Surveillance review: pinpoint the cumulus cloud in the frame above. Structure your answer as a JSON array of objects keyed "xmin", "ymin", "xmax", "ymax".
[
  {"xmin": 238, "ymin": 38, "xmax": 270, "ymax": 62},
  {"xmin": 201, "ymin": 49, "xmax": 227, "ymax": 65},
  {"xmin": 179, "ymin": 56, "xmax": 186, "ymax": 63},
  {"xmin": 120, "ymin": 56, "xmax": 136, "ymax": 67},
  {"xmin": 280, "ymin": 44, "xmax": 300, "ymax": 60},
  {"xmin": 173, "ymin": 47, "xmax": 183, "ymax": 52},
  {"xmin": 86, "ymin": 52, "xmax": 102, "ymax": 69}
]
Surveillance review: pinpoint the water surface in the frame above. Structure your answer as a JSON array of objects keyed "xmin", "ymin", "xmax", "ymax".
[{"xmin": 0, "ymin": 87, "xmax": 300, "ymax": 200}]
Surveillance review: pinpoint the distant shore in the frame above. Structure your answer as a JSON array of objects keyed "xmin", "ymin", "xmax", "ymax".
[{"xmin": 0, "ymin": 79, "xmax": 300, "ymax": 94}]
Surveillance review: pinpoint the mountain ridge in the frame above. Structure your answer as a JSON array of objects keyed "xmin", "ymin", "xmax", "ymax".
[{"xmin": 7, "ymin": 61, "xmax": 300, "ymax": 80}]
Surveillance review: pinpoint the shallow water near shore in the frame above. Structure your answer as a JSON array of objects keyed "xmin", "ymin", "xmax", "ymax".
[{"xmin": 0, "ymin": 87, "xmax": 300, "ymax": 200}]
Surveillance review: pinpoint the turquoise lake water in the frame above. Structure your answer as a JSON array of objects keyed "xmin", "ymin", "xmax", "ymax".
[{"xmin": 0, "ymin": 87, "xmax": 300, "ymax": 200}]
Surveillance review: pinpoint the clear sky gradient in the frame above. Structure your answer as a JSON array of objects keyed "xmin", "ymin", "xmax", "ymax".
━━━━━━
DIRECTIONS FOR THIS TASK —
Copy the entries above again, swapping each "Surveillance review" for "Security check" and changing nothing else.

WRITTEN SOLUTION —
Security check: pinpoint the cumulus cloud in the frame above. Structure your answer as a JSON array of objects keyed "xmin", "ymin", "xmax", "ymax".
[
  {"xmin": 238, "ymin": 38, "xmax": 270, "ymax": 62},
  {"xmin": 201, "ymin": 49, "xmax": 227, "ymax": 65},
  {"xmin": 179, "ymin": 56, "xmax": 186, "ymax": 63},
  {"xmin": 120, "ymin": 56, "xmax": 136, "ymax": 67},
  {"xmin": 280, "ymin": 44, "xmax": 300, "ymax": 60},
  {"xmin": 173, "ymin": 47, "xmax": 183, "ymax": 52},
  {"xmin": 86, "ymin": 52, "xmax": 102, "ymax": 69}
]
Security check: pinpoint the water surface in the frame above. Structure your answer as a JSON array of objects keyed "xmin", "ymin", "xmax", "ymax".
[{"xmin": 0, "ymin": 87, "xmax": 300, "ymax": 200}]
Security check: pinpoint the distant shore in the frame above. Structure your answer as a JSON array of objects keyed "xmin", "ymin", "xmax", "ymax".
[{"xmin": 0, "ymin": 79, "xmax": 300, "ymax": 94}]
Security check: pinpoint the mountain ridge in the frame above. Structure your answer as a JSON array of objects keyed "xmin", "ymin", "xmax", "ymax".
[{"xmin": 7, "ymin": 61, "xmax": 300, "ymax": 80}]
Security check: pinpoint the shallow water near shore in the frame above. Structure your answer as a JSON array of objects keyed "xmin", "ymin", "xmax", "ymax".
[{"xmin": 0, "ymin": 87, "xmax": 300, "ymax": 200}]
Security check: pinpoint the turquoise lake water in the frame above. Structure your answer as a JSON array of objects keyed "xmin", "ymin", "xmax", "ymax".
[{"xmin": 0, "ymin": 87, "xmax": 300, "ymax": 200}]
Security check: pinpoint the clear sky gradient in the frame above. Structure your answer as a JSON array of objects keyed "xmin", "ymin", "xmax", "ymax".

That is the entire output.